** start Provided passage **
Let's implement a simple SAT solver to understand the exponential complexity. We represent clauses as lists of integers:
- Positive integer `i` means variable $x_i$
- Negative integer `-i` means $\neg x_i$

For example, $(x_1 \lor \neg x_2) \land (\neg x_1 \lor x_3)$ becomes `[[1, -2], [-1, 3]]`

In [None]:
from itertools import product


def evaluate_clause(clause: list[int], assignment: tuple[bool, ...]) -> bool:
    """
    Check if a single clause is satisfied by the assignment.
    
    Args:
        clause: List of literals (positive = variable, negative = NOT variable)
        assignment: Tuple of boolean values for variables (0-indexed)
    
    Returns:
        True if at least one literal in the clause is True
    """
** end Provided passage **
** start Material shown **
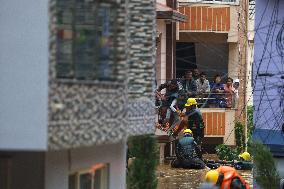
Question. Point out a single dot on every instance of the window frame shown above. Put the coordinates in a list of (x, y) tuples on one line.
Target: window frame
[(104, 176), (95, 63)]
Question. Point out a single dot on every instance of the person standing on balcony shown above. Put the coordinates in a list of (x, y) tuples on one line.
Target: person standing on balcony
[(236, 86), (217, 93), (195, 121), (170, 101), (195, 74), (189, 85), (202, 84), (229, 92)]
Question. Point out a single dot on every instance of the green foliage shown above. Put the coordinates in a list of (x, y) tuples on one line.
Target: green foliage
[(265, 171), (142, 172), (240, 136), (225, 152), (250, 122)]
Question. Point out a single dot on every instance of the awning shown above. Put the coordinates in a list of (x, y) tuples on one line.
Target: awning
[(167, 13)]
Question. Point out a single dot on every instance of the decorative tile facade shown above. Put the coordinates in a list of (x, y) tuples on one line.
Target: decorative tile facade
[(93, 112)]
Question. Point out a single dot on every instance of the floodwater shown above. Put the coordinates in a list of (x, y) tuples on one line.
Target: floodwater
[(172, 178)]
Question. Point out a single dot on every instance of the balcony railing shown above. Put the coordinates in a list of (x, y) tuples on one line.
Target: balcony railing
[(210, 1)]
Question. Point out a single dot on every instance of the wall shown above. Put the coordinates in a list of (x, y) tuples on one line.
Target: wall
[(233, 64), (280, 166), (212, 58), (161, 27), (86, 113), (268, 58), (26, 169), (23, 74), (59, 164)]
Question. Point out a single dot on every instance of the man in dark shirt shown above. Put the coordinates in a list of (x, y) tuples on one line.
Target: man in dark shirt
[(189, 84), (186, 153)]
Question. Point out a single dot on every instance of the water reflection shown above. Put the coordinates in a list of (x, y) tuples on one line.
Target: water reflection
[(170, 178)]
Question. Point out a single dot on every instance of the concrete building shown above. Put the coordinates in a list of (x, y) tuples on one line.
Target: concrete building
[(167, 33), (268, 78), (215, 40), (76, 81)]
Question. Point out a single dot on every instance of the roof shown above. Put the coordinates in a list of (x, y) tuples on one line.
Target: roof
[(274, 139), (165, 12)]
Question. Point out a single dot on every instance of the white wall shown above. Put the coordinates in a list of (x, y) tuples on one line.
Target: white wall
[(23, 74), (59, 164), (212, 58), (161, 27)]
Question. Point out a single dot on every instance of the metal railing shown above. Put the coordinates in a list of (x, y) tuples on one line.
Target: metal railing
[(206, 100)]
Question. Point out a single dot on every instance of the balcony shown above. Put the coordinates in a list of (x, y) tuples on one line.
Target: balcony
[(205, 19), (210, 1)]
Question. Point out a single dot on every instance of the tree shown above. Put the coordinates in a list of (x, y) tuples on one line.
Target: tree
[(265, 172), (142, 172)]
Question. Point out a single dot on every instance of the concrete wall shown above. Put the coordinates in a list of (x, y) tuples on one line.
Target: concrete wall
[(59, 164), (161, 28), (280, 166), (212, 58), (25, 170), (97, 112), (233, 64), (23, 74), (268, 58)]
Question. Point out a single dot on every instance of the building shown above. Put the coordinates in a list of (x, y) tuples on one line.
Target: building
[(167, 34), (76, 81), (215, 40), (268, 78)]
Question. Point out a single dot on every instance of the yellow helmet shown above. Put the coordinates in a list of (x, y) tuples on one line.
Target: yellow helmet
[(245, 156), (190, 102), (188, 131), (212, 176)]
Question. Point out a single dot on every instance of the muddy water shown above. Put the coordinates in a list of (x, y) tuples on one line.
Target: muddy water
[(169, 178)]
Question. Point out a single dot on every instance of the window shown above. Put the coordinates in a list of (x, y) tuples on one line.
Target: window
[(5, 172), (85, 39), (94, 178)]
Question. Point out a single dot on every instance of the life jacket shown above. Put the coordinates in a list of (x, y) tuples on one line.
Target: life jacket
[(195, 119), (229, 174)]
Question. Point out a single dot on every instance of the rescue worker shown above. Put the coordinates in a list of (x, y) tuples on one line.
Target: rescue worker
[(170, 102), (186, 153), (244, 163), (226, 177), (195, 121)]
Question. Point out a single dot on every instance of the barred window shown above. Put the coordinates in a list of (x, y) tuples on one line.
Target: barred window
[(85, 39)]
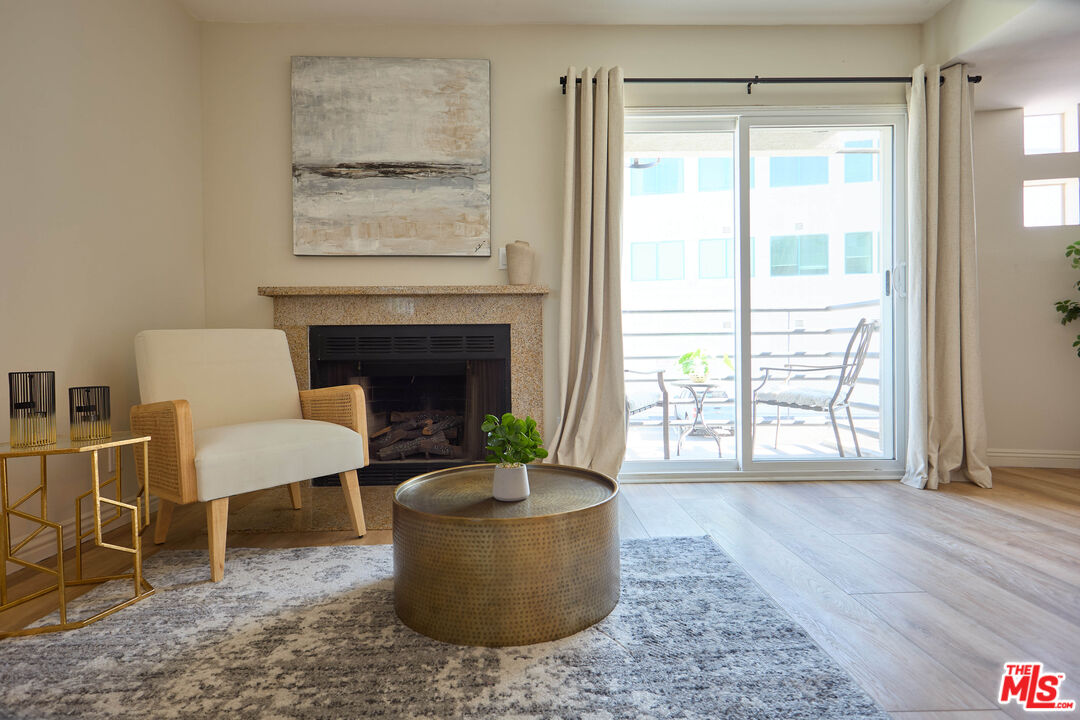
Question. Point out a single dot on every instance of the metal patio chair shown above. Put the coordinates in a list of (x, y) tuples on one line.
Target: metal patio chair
[(820, 401)]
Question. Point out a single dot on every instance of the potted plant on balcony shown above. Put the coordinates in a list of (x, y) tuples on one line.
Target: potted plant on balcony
[(694, 365), (1070, 309), (512, 444)]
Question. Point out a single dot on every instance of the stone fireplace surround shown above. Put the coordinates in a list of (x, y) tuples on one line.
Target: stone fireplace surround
[(297, 308)]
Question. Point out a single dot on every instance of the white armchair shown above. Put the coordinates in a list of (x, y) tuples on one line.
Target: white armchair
[(226, 417)]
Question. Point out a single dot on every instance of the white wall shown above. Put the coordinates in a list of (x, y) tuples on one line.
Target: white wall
[(100, 199), (247, 138), (961, 24), (1031, 374)]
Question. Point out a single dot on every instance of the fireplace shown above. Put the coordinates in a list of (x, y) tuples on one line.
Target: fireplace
[(428, 388)]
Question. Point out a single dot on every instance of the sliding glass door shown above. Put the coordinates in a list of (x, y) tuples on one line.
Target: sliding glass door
[(758, 317)]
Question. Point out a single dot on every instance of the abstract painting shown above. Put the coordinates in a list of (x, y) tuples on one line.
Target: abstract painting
[(391, 157)]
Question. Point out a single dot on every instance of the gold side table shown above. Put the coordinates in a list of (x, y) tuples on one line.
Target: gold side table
[(107, 510), (472, 570)]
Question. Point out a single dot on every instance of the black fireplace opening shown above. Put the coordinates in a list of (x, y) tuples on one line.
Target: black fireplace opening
[(428, 389)]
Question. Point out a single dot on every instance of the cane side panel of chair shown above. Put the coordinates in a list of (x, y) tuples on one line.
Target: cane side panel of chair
[(342, 405), (171, 449)]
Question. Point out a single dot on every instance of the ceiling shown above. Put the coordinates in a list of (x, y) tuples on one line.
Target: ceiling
[(1030, 62), (569, 12)]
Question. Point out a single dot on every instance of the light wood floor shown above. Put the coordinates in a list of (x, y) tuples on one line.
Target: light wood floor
[(920, 596)]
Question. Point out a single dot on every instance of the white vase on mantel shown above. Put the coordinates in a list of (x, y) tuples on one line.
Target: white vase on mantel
[(520, 257), (511, 481)]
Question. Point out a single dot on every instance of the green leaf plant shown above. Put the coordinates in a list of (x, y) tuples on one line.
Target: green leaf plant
[(1070, 309), (694, 364), (512, 440)]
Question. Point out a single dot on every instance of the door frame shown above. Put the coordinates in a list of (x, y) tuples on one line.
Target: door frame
[(740, 120)]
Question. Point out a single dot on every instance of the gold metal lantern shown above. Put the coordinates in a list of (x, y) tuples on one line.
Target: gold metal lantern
[(90, 412), (32, 404)]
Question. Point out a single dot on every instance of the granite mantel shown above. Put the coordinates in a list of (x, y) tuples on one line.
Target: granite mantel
[(521, 307), (295, 290)]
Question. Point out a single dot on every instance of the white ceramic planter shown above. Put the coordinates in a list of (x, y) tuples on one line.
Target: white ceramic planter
[(511, 483)]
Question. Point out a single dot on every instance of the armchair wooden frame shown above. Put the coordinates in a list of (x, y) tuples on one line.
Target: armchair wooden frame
[(172, 458)]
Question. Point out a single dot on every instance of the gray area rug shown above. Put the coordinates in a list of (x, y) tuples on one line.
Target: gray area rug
[(311, 633)]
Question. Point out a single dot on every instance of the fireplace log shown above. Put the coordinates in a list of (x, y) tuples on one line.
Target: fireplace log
[(445, 423), (402, 449)]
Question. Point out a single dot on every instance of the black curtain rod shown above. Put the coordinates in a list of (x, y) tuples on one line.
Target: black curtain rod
[(756, 80)]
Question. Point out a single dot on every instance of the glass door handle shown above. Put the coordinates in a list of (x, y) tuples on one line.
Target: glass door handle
[(899, 283)]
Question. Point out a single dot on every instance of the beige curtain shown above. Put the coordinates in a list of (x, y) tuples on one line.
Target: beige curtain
[(592, 396), (947, 425)]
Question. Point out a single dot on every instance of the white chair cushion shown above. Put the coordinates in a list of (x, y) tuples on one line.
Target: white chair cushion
[(253, 456), (817, 399), (228, 377)]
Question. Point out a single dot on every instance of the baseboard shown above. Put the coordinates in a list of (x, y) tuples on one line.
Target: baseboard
[(1001, 458), (44, 544)]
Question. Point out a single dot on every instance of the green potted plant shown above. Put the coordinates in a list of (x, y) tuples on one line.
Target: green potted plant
[(512, 444), (694, 365), (1070, 309)]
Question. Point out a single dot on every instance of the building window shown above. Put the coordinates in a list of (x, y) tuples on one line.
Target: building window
[(657, 260), (858, 253), (1053, 202), (714, 174), (665, 177), (716, 258), (798, 255), (792, 171), (860, 166)]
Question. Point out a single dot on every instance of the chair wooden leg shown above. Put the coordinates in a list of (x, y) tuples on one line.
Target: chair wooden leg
[(836, 431), (162, 520), (294, 493), (350, 485), (851, 424), (217, 522)]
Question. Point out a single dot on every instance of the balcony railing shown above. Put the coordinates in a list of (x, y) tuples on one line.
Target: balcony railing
[(802, 334)]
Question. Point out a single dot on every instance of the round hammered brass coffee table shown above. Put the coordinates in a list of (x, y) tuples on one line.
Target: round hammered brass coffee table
[(472, 570)]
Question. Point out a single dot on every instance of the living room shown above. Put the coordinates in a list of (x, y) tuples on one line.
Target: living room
[(148, 185)]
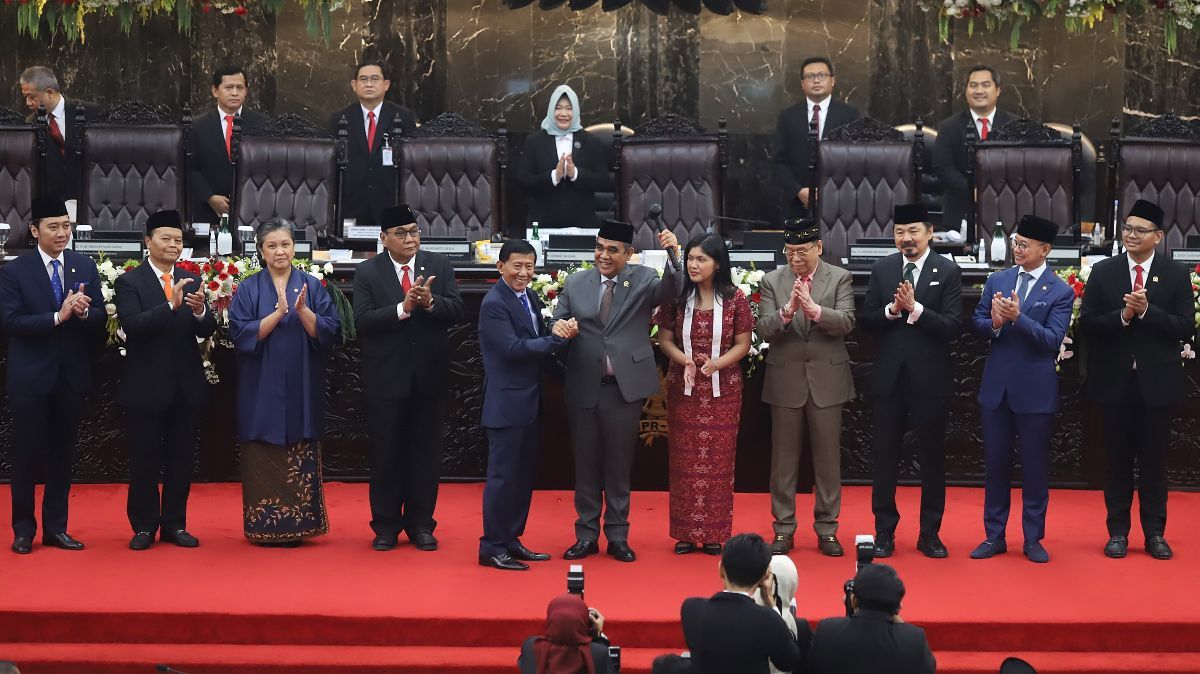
** end Material shown **
-- Requirements --
1. In the SAT solver excerpt, what does a negative integer `-i` stand for inside a clause?
2. Duplicate the part of the SAT solver excerpt that opens with the words containing "Let's implement a" and closes with "by the assignment.".
3. Finish out the next part of the SAT solver excerpt, picking up right after its last line.
The rows come from a separate source, not from the SAT solver excerpt.

-- Exercise responses --
1. It stands for the negation of variable $x_i$, written $\neg x_i$.

2.
Let's implement a simple SAT solver to understand the exponential complexity. We represent clauses as lists of integers:
- Positive integer `i` means variable $x_i$
- Negative integer `-i` means $\neg x_i$

For example, $(x_1 \lor \neg x_2) \land (\neg x_1 \lor x_3)$ becomes `[[1, -2], [-1, 3]]`

In [None]:
from itertools import product


def evaluate_clause(clause: list[int], assignment: tuple[bool, ...]) -> bool:
    """
    Check if a single clause is satisfied by the assignment.

3.
    for literal in clause:
        var_idx = abs(literal) - 1  # Variables are 1-indexed
        var_value = assignment[var_idx]
        # Positive literal: need var to be True
        # Negative literal: need var to be False
        if (literal > 0 and var_value) or (literal < 0 and not var_value):
            return True
    return False


def brute_force_sat(clauses: list[list[int]], num_vars: int) -> dict[int, bool] | None:
    """
    Brute-force SAT solver - tries all 2^n possible assignments.
    
    Time complexity: O(2^n * m) where n = num_vars, m = total literals
    
    Args:
        clauses: List of clauses, each a list of integers
        num_vars: Number of variables
    
    Returns:
        Satisfying assignment as {var: bool}, or None if unsatisfiable
    """
    # Try all 2^n possible truth assignments
    for assignment in product([False, True], repeat=num_vars):
        # Check if ALL clauses are satisfied
        if all(evaluate_clause(clause, assignment) for clause in clauses):
            return {i + 1: val for i, val in enumerate(assignment)}
    return None


# Example: (x1 OR NOT x2) AND (NOT x1 OR x3) AND (x2 OR x3)
clauses = [[1, -2], [-1, 3], [2, 3]]
num_vars = 3

result = brute_force_sat(clauses, num_vars)
print(f"Clauses: {clauses}")
print(f"Satisfying assignment: {result}")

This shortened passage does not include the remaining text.